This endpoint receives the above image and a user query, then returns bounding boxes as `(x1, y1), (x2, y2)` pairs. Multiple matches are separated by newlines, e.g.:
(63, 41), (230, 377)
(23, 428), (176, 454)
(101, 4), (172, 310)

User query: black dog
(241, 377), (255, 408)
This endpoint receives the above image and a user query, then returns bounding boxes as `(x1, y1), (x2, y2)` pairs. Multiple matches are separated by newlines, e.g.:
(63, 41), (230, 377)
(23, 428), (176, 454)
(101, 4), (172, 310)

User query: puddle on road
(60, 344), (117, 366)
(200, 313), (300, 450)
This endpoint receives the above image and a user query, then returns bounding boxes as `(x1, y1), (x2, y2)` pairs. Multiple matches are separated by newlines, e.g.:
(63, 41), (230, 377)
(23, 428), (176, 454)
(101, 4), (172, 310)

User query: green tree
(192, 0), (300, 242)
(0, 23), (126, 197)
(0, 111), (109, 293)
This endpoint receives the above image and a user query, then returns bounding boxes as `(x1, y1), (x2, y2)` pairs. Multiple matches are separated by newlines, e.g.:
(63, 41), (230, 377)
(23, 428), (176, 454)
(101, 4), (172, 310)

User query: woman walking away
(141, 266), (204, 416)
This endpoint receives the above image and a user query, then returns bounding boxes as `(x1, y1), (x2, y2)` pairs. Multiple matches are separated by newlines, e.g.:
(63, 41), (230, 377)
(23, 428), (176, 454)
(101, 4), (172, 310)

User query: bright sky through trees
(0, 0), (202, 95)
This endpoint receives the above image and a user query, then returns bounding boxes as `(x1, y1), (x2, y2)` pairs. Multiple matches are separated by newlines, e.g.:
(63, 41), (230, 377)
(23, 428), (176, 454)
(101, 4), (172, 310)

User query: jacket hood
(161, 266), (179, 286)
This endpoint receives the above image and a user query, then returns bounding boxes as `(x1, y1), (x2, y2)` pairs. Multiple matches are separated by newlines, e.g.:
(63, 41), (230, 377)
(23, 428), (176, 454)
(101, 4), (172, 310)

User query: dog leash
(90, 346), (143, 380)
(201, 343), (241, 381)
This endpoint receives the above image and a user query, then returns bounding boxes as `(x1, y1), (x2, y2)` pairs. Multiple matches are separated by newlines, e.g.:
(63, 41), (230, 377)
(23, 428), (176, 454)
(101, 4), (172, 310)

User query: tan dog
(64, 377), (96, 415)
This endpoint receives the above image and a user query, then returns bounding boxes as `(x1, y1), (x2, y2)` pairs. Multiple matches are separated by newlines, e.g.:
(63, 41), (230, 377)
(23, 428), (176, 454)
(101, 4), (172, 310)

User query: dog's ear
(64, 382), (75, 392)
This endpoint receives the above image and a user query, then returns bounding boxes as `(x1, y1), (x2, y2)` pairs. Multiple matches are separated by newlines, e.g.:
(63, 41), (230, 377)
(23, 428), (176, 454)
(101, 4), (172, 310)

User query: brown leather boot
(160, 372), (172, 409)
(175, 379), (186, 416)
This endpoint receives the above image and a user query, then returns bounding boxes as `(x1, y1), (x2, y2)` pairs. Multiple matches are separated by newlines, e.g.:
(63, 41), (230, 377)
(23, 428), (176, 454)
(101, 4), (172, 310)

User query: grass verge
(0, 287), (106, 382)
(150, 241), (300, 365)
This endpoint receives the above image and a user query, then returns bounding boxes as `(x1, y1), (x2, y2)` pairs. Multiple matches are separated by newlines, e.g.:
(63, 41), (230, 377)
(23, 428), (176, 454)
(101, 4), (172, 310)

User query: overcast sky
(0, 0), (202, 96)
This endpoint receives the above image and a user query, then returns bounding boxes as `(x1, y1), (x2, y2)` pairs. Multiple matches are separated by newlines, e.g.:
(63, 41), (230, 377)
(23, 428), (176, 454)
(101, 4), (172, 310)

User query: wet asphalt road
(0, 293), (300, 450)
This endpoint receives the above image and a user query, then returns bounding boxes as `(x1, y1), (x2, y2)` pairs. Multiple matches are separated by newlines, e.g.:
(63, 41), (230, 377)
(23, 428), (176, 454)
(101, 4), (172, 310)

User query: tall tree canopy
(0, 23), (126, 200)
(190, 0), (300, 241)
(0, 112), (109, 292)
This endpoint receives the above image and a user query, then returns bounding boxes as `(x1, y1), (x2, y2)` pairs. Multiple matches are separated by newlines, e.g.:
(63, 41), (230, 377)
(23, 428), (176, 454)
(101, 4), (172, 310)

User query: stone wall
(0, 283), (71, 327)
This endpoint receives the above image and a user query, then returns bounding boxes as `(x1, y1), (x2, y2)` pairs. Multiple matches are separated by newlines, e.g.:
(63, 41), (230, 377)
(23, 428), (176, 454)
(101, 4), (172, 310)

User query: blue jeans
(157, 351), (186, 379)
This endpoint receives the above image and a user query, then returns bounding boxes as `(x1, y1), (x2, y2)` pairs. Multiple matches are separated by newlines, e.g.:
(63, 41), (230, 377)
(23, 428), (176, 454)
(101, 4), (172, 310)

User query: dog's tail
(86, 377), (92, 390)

__________________________________________________

Find each line in the records above that contains the word "road", and copy those lines.

User query: puddle on road
User query: wet asphalt road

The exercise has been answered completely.